▸ **Extracted records**:
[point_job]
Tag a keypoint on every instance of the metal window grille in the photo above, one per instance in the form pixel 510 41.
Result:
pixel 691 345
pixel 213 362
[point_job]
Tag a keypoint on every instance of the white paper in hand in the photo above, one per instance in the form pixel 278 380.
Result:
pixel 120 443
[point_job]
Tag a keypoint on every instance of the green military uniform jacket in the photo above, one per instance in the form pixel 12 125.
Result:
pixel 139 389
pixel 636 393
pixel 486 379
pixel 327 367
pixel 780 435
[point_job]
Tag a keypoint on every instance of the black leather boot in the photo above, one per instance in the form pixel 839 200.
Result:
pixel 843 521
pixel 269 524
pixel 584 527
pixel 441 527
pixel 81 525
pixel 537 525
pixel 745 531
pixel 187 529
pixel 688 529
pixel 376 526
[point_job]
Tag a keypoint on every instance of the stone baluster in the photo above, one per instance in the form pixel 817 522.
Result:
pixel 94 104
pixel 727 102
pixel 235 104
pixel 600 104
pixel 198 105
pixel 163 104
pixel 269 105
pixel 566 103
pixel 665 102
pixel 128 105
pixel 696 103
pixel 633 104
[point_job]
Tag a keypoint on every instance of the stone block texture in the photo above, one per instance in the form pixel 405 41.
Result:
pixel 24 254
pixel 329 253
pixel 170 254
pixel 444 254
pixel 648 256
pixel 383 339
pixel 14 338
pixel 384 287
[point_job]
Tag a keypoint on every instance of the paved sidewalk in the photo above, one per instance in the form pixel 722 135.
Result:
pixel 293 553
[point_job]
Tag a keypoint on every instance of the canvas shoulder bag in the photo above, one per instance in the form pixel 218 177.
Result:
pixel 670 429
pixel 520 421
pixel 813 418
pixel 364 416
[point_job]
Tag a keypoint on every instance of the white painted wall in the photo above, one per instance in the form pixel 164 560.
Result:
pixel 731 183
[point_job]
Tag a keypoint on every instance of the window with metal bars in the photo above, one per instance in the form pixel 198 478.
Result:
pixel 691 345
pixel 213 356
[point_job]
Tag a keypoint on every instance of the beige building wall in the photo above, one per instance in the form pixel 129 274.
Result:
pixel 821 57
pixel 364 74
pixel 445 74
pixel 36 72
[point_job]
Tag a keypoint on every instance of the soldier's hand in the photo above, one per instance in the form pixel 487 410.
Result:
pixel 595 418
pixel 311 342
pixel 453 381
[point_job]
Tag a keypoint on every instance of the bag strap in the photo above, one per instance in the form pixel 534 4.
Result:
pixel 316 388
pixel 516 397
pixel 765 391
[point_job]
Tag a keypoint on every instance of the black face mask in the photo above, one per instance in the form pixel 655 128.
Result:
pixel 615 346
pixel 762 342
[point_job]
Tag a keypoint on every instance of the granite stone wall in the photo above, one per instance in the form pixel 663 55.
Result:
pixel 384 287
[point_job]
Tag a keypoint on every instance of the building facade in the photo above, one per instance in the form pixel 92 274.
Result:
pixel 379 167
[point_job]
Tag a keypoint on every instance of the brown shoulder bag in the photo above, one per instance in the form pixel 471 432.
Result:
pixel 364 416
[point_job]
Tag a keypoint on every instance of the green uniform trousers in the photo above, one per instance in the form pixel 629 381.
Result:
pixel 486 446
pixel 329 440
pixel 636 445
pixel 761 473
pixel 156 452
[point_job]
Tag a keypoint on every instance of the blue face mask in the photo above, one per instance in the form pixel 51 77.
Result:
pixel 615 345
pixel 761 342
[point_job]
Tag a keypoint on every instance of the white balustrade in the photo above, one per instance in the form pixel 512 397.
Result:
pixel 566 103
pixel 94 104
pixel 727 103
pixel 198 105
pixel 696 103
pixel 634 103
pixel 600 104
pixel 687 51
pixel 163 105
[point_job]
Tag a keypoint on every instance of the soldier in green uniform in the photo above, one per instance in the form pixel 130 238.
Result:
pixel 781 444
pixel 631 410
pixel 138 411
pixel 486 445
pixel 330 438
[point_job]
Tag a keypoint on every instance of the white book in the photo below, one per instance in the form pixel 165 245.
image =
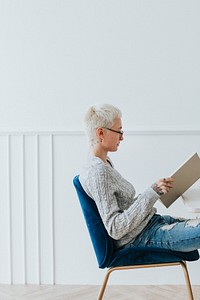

▸ **Goal**:
How many lines in the rows above contain the word "wall"? Reply with the number alone.

▸ **Final result**:
3